* [Document section]:
= = = = =

# AFCI Breaker Lights Flashing



## fritzycat1 (Aug 5, 2007)

Just moved into a new apartment. Opened the electrical panel and noticed there are three AFCI breakers. Both the ARC FAULT and GND lights are constantly flashing on all 3. Is that normal? I can't seem to find any information about these breakers that references flashing/blinking indicator lights.

The breakers are Siemens Type QAF2. See attached photo.

I haven't tried pushing the 'Test' button yet.


----------



## fritzycat1 (Aug 5, 2007)

Here is a brief video:
https://photos.google.com/u/1/photo/AF1QipNimKEzz6GN_FFoYKa-LWFZ1-_qPI5dGQlqtCcj


----------



## dmxtothemax (Oct 26, 2010)

- Trip indicators provide a valuable analysis tool to help electricians pinpoint the type of trip.
■ The LED indications will appear for 5 seconds each time the AFCI is turned “ON” up to 30 days after the last trip.
■ One LED will be illuminated if the last trip was a result of an arcing fault.
■ Two LEDs will be illuminated if the last trip was a result of an arcing fault to ground.
■ No indication will be displayed if the AFCI trips as a result of an overcurrent condition.
■ This last known trip indication can also be cleared from memory to assist with verifying resolution of the problem.


The last known trip condition can cleared by the
following process:
1. Turn the AFCI to the “OFF” position.
2. Press and hold Push-to-Test (PTT) button(s).
3. Turn the AFCI to the “ON” position.
4. Release PTT button(s) within 3 seconds.


----------

= = = = =

* [Written exercise 1]:
Summarize the thread on flashing AFCI breaker lights in two sentences.

* [Data for this task]:
= = = = =

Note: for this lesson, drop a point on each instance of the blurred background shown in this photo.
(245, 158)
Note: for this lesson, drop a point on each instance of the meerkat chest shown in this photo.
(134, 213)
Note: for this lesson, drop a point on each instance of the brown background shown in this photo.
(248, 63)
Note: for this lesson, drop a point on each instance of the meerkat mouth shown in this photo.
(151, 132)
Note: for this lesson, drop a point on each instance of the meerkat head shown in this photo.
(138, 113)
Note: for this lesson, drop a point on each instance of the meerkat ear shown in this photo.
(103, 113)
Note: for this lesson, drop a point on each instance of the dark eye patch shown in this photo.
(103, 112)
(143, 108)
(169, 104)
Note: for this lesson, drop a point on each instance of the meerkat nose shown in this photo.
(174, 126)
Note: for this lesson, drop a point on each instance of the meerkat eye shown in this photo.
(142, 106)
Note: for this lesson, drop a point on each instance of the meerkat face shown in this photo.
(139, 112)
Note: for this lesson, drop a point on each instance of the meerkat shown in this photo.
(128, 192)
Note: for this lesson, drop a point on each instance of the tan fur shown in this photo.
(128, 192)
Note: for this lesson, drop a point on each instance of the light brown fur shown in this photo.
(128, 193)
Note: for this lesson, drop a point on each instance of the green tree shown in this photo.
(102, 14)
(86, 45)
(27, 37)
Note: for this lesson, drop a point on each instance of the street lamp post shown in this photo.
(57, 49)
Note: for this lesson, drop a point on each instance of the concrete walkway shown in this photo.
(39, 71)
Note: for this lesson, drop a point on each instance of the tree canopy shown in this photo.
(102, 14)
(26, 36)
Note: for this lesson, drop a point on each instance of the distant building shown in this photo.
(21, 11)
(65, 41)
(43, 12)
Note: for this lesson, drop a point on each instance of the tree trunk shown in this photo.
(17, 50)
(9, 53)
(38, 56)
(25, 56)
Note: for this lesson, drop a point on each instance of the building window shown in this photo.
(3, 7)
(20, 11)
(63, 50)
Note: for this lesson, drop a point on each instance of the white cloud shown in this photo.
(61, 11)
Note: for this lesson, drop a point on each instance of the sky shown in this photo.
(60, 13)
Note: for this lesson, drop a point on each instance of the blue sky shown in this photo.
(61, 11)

= = = = =

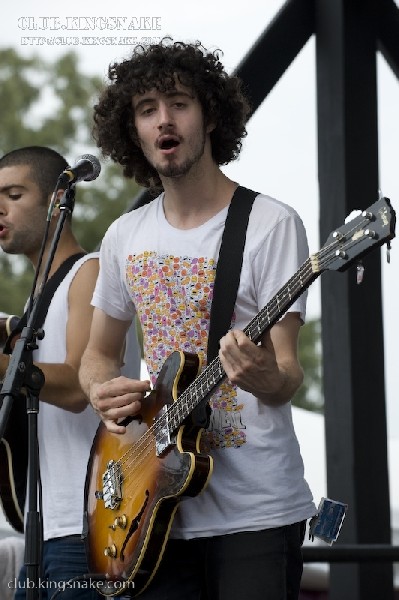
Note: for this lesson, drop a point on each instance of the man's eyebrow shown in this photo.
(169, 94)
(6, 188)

= = = = =

* [Written exercise 2]:
Return each line of the records that contains the word "meerkat".

* [Full answer 1]:
After moving into a new apartment, a poster found the ARC FAULT and GND lights constantly flashing on all three Siemens Type QAF2 AFCI breakers in the panel and asked whether that is normal. A reply explains that the LEDs show the last trip type (one LED for an arcing fault, two for an arcing fault to ground, none for an overcurrent condition) and that this indication can be cleared by turning the AFCI off, pressing and holding the Push-to-Test button, turning the AFCI on, and releasing the button within 3 seconds.

* [Full answer 2]:
Note: for this lesson, drop a point on each instance of the meerkat chest shown in this photo.
Note: for this lesson, drop a point on each instance of the meerkat mouth shown in this photo.
Note: for this lesson, drop a point on each instance of the meerkat head shown in this photo.
Note: for this lesson, drop a point on each instance of the meerkat ear shown in this photo.
Note: for this lesson, drop a point on each instance of the meerkat nose shown in this photo.
Note: for this lesson, drop a point on each instance of the meerkat eye shown in this photo.
Note: for this lesson, drop a point on each instance of the meerkat face shown in this photo.
Note: for this lesson, drop a point on each instance of the meerkat shown in this photo.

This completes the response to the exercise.